• EXERCISE DETAILS
Report each line of the listing that carries the word "instance".

• TASK MATERIAL
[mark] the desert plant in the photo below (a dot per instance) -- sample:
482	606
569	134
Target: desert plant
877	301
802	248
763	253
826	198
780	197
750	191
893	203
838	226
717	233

* * *

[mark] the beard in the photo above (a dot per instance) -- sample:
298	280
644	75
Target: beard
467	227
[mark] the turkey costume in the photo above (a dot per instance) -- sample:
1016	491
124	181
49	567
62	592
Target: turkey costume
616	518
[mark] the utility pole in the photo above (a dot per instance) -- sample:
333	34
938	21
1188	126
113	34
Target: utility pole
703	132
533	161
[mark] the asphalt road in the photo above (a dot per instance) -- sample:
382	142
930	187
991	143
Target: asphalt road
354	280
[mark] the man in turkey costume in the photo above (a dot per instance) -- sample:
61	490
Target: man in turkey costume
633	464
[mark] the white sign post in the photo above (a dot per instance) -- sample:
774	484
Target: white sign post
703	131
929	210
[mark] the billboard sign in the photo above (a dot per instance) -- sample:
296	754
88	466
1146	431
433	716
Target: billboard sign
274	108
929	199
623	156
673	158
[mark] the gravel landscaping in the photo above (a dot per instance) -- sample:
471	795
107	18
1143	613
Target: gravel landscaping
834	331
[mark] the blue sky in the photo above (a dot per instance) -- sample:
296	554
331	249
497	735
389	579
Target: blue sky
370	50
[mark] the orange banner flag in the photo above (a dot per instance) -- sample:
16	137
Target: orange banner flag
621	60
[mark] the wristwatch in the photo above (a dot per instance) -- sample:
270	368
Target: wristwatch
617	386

• RESPONSE TO THIS TASK
[mark] the desert plant in the photo below (a dot per instance) -- sample:
[mark] the beard in the photo above (a dot per instance) -- sample:
[mark] the turkey costume in the photo above (a dot per instance) -- sample:
[mark] the utility pole in the photo above (a dot per instance) -- sample:
[mark] the asphalt road in the photo above (a dot per instance) -- sample:
[mark] the man in turkey costume in the photo above (a dot per instance) -- sample:
[mark] the white sign post in the photo above (a dot per instance) -- sample:
[mark] the billboard sign in the photo above (a dot per instance) -- sample:
[mark] the gravel landscaping in the photo above (a dot per instance) -- sample:
[mark] the blue sky in the photo above (a dot per instance) -- sample:
[mark] the orange banner flag in the photo above (a dot per instance) -- sample:
[mark] the wristwatch in the photo above (a dot per instance) -- sample:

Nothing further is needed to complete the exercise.